Text excerpt ▸
========
It depends on where you are shipping it and how.  It isn't cheap.  I believe they call it "Global Express" and you can get tracking and delivery confirmation.

That is really not much different than a credit card charge back.  The all generally favor the buyer.  The buyer can claim non-receipt even if you can show delivery confirmation - thay claim the package didn't have the items described.  I recently had a charge back claiming 'unauthorized use' and even though the package was confirmed as delivered and not returned the buyer got a refund.


----------



## Leatherman1998 (Jul 11, 2014)

I would send it back and ask for bitcoin.


----------



## Chatham PenWorks (Jul 12, 2014)

sbell111 said:


> 1)  For a thousand dollar order that was processed by my website, I'd eat the shipping fee.  They paid what you (via your website) instructed them to.



It's really that simple.


----------



## Smitty37 (Jul 12, 2014)

*Not just the shipping charges to think about.*

Checking what USPS has to say about it, there is more involved shipping to Qatar then just the cost.  There are a lot of restrictions on what can be shipped into Qatar, the value that can be imported, etc.  And in some cases if you do it wrong the shipment can be seized...Just for one instance, it might not clear customs if you don't have the Harmonized Code.  You need to have the buyer's phone number and it must be a land line....and on and on.  If it were me I'd refund the money and forget it.  I refuse to sell to most of the Middle East, most of Africa, much of Eastern Europe, most of Asia and all of South America.  For a small business, it's just not worth the bother.
========
Record extracts ▸
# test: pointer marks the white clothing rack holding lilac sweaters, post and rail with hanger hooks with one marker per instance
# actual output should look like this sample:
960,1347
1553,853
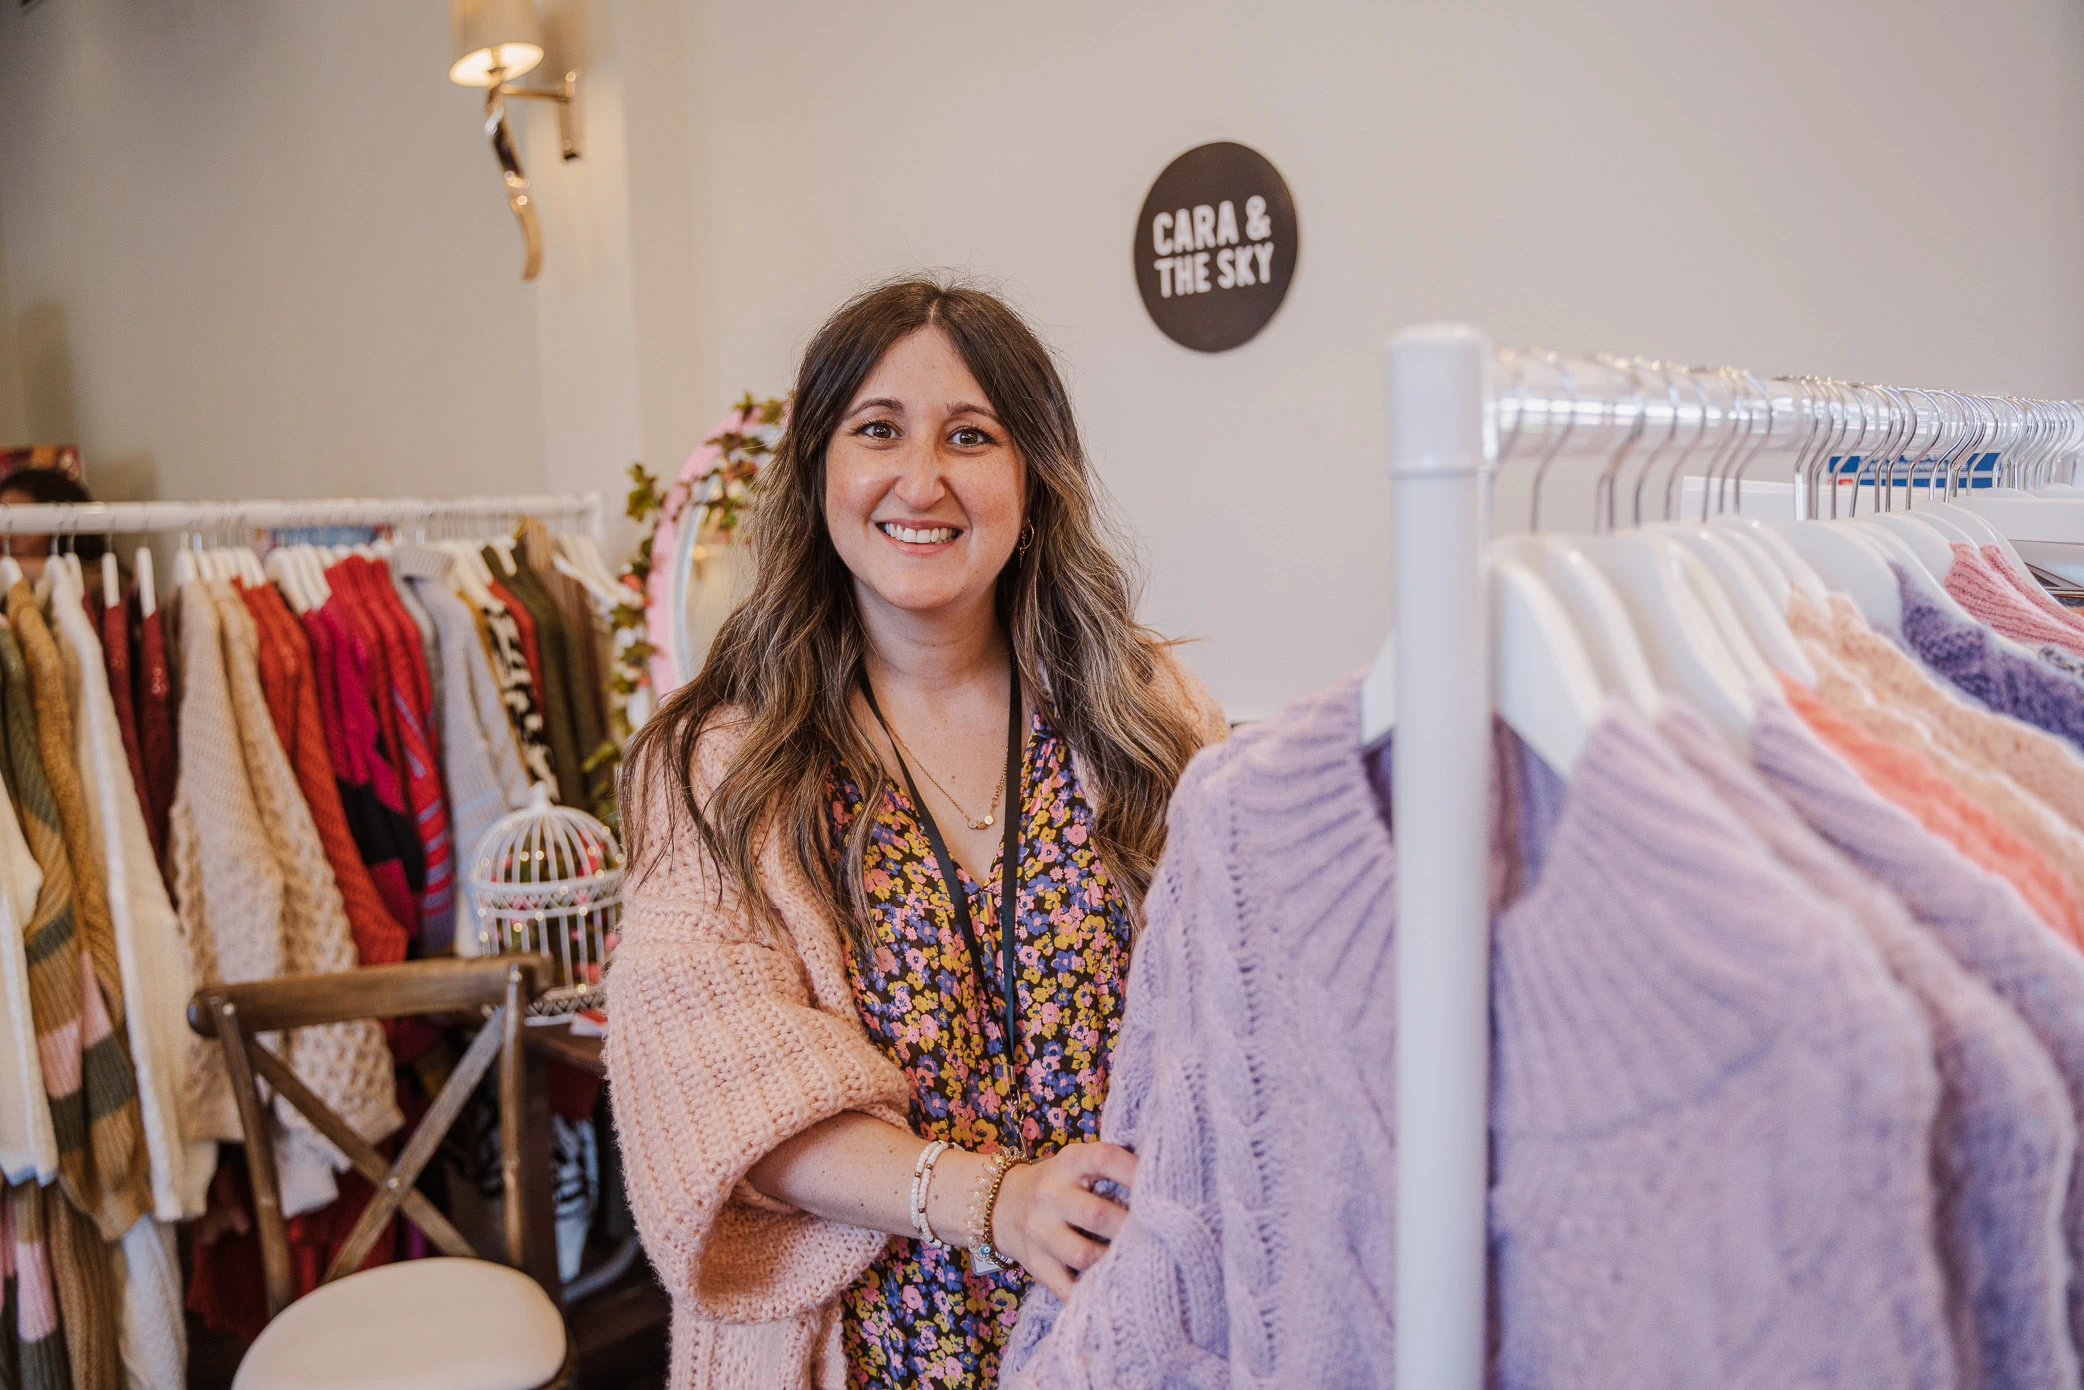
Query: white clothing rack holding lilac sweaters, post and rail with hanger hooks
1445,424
========
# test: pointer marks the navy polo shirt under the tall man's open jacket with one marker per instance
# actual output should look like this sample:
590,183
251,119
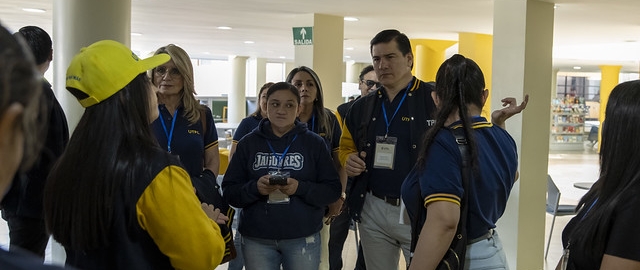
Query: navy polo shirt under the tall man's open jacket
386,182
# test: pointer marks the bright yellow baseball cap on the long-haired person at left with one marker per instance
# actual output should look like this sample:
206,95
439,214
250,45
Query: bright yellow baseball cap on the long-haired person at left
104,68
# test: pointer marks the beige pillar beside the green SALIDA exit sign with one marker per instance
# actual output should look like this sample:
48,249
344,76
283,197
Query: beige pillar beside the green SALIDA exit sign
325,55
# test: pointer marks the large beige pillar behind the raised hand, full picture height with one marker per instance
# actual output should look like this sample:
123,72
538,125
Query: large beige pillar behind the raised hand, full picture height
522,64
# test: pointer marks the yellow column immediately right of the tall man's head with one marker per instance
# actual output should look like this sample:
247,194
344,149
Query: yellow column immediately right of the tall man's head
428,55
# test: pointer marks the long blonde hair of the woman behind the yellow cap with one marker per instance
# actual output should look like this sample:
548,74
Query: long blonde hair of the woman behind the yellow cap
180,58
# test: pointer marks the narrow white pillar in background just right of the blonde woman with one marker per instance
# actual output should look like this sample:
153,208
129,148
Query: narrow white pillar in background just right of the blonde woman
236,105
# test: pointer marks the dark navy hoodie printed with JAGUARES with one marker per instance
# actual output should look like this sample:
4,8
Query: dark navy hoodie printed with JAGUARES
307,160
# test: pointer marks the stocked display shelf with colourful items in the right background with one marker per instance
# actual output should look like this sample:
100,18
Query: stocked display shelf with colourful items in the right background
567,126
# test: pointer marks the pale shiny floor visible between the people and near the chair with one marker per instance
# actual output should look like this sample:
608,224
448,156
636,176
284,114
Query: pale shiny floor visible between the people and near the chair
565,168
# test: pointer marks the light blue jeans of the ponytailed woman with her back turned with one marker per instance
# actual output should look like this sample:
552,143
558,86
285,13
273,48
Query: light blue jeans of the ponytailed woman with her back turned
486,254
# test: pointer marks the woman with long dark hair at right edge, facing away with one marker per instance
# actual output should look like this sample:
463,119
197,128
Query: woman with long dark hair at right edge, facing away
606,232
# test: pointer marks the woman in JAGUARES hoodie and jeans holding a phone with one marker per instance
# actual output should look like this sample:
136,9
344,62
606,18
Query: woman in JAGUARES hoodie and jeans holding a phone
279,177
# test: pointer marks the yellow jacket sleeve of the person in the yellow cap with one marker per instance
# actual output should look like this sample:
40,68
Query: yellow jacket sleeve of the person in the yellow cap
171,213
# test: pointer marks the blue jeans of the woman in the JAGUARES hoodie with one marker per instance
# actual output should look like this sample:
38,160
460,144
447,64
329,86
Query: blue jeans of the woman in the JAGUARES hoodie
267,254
========
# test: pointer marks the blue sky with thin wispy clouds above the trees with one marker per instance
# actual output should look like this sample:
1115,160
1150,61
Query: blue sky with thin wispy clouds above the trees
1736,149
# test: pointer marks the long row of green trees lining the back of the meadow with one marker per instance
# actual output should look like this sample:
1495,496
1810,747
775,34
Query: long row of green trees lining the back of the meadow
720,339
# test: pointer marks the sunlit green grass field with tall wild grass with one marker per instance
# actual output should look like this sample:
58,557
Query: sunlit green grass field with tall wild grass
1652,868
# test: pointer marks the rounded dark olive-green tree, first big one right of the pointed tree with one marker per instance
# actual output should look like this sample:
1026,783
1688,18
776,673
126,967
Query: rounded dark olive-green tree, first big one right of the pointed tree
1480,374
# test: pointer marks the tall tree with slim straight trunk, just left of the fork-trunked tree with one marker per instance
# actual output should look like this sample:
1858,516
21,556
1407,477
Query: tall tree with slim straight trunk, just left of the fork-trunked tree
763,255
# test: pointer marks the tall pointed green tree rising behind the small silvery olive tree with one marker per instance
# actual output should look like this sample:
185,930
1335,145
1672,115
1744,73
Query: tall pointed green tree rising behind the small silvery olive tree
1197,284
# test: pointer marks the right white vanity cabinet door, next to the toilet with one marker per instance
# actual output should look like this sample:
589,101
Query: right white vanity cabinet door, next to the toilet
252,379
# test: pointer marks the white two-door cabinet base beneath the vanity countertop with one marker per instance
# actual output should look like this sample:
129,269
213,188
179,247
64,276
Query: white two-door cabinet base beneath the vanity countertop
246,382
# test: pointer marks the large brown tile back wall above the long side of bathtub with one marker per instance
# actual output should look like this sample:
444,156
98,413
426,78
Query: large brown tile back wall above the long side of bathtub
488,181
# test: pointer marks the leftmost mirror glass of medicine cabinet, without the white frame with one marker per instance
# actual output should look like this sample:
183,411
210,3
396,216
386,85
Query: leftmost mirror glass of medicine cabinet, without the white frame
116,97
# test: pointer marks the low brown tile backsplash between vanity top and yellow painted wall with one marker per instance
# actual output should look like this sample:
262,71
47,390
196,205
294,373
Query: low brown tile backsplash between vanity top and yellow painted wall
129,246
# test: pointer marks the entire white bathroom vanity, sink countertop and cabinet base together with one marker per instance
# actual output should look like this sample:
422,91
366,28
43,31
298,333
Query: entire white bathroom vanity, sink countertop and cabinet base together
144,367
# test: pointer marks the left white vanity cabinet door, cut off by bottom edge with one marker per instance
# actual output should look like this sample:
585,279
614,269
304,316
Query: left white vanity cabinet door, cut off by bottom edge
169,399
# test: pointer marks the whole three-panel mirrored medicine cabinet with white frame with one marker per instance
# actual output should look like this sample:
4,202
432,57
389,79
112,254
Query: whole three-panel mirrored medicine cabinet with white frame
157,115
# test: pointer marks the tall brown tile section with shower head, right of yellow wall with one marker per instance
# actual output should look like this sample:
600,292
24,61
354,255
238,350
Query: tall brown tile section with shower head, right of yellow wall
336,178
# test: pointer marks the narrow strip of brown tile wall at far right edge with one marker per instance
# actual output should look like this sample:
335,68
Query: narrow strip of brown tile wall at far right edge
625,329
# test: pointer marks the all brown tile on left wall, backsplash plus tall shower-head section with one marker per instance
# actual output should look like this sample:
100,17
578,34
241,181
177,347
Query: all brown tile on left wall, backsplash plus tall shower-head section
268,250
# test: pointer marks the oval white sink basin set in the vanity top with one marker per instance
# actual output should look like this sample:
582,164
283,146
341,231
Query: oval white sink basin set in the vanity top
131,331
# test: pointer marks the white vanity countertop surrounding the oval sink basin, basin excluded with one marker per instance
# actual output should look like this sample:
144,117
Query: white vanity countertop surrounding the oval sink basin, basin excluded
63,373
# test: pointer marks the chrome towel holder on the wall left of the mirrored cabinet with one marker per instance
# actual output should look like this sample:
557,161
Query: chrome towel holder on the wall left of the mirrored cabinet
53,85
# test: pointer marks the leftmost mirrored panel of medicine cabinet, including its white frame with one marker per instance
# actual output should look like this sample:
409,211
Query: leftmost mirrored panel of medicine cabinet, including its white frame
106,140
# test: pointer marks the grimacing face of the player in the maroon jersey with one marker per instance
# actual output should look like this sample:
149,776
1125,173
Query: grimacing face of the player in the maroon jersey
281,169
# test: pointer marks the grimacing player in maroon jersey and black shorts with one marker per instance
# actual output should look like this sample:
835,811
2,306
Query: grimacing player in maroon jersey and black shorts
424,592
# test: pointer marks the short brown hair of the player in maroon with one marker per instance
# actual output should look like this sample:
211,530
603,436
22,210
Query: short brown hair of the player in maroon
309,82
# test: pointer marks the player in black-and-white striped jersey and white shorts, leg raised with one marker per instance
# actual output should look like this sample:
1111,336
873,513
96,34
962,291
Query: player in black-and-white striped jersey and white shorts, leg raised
========
Problems to work on ▸
1. Decide whether each statement below agrees with the forum thread on shipping to Qatar: (a) one poster recommends sending the item back and asking for bitcoin; (b) Smitty37 writes that the buyer's phone number must be a mobile line; (c) the first post describes the shipping option with tracking as cheap. For each, answer yes or no and quote the words of the thread that decide it.
2. Retype the passage of the forum thread on shipping to Qatar from "It depends on" to "got a refund.".

Answers by task ▸
1.
(a) Yes: "I would send it back and ask for bitcoin."
(b) No: "You need to have the buyer's phone number and it must be a land line"
(c) No: "It isn't cheap."

2.
It depends on where you are shipping it and how.  It isn't cheap.  I believe they call it "Global Express" and you can get tracking and delivery confirmation.

That is really not much different than a credit card charge back.  The all generally favor the buyer.  The buyer can claim non-receipt even if you can show delivery confirmation - thay claim the package didn't have the items described.  I recently had a charge back claiming 'unauthorized use' and even though the package was confirmed as delivered and not returned the buyer got a refund.